* Start Given information *

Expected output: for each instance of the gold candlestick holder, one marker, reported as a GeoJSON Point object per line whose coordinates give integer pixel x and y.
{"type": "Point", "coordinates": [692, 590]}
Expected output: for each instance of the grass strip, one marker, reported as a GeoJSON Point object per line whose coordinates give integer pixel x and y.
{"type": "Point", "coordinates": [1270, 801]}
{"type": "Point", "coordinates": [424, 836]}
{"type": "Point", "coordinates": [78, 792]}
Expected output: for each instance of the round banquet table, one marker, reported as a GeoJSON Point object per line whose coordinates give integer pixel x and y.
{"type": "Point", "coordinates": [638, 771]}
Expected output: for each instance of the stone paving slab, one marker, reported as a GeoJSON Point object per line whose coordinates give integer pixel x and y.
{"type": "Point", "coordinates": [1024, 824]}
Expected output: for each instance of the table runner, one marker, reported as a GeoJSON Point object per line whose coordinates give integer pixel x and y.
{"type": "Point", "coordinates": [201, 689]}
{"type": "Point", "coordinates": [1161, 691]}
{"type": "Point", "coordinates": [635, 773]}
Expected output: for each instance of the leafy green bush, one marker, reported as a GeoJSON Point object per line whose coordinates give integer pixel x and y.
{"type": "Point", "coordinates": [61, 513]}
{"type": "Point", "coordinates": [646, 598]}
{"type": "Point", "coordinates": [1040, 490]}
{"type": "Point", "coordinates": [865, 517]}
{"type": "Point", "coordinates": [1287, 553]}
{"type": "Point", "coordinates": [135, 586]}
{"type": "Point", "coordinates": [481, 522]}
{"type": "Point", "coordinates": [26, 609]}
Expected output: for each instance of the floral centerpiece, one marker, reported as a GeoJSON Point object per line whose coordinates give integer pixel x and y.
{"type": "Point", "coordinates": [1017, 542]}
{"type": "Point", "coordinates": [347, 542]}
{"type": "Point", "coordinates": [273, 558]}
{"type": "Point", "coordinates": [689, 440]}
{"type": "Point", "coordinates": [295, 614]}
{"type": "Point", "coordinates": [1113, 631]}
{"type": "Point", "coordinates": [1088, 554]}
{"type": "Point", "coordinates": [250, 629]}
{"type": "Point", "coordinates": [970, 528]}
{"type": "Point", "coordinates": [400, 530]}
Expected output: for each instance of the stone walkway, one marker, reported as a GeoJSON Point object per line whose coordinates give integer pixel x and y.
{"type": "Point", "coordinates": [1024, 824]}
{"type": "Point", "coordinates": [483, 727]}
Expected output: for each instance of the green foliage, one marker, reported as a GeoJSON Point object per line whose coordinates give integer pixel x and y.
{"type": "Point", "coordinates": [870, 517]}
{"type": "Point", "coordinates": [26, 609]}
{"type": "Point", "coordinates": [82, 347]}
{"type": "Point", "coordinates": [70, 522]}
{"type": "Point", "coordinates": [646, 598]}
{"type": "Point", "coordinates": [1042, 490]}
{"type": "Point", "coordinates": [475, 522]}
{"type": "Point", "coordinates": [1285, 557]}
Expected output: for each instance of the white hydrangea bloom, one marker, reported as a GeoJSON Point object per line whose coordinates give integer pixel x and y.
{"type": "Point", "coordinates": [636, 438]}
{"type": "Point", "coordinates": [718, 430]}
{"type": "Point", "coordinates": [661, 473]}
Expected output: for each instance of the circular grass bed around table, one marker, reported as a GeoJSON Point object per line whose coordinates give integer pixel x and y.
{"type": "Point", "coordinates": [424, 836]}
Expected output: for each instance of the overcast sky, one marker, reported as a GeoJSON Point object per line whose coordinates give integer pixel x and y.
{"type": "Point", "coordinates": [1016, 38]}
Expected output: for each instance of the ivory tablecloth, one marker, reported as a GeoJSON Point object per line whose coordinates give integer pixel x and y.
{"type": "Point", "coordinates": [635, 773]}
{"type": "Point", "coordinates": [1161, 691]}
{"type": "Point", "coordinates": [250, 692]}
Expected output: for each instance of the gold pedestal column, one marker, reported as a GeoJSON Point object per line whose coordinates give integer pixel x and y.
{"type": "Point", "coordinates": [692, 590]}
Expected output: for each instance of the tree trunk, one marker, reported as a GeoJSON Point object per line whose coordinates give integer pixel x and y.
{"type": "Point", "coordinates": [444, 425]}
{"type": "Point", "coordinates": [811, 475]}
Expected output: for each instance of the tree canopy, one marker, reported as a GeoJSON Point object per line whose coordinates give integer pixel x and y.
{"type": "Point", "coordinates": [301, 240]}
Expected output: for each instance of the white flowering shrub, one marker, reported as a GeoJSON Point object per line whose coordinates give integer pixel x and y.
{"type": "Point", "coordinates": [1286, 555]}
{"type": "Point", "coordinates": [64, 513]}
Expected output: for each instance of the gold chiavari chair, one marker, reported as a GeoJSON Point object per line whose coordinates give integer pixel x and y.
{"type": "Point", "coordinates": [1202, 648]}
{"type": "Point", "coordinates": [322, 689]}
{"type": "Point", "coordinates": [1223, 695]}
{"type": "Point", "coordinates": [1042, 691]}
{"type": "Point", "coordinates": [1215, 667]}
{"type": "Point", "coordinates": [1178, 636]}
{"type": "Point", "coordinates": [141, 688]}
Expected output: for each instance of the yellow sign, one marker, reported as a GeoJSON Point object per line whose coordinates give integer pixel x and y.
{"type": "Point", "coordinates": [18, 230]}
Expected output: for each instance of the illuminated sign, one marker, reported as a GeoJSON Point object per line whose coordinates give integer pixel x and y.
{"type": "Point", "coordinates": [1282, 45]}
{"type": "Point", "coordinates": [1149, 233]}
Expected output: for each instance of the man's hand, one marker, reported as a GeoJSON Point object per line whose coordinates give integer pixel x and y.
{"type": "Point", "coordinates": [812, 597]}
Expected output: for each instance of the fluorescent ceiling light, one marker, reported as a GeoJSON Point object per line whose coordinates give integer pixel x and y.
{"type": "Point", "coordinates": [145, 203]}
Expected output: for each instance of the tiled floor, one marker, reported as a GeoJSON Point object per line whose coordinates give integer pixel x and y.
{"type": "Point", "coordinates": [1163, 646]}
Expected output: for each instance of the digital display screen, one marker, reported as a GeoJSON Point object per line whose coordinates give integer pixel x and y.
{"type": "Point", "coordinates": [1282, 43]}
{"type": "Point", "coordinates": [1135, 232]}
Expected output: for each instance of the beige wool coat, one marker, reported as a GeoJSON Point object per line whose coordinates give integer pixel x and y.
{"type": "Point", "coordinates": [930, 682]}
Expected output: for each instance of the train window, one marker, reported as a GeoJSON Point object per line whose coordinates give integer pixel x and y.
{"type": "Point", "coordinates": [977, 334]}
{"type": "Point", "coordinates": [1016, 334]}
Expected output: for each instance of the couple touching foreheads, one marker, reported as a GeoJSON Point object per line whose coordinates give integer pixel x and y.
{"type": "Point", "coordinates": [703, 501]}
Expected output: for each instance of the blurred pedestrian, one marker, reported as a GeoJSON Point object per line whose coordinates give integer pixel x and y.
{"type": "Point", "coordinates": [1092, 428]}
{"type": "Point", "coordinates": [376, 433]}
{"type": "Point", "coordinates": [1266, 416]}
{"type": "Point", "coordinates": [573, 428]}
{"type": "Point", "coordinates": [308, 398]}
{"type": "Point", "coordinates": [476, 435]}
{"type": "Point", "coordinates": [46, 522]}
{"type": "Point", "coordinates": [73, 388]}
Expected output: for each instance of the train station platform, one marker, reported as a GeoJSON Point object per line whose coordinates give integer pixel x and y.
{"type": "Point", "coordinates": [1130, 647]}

* End Given information *

[Task to complete] Set out exactly the run of lines that begins at the line holding "Expected output: for each instance of the train station" and ends at the last line of the data.

[Exercise result]
Expected output: for each instance of the train station platform, one marker, reported as a GeoJSON Point object per line whose coordinates give integer pixel x and y.
{"type": "Point", "coordinates": [1130, 647]}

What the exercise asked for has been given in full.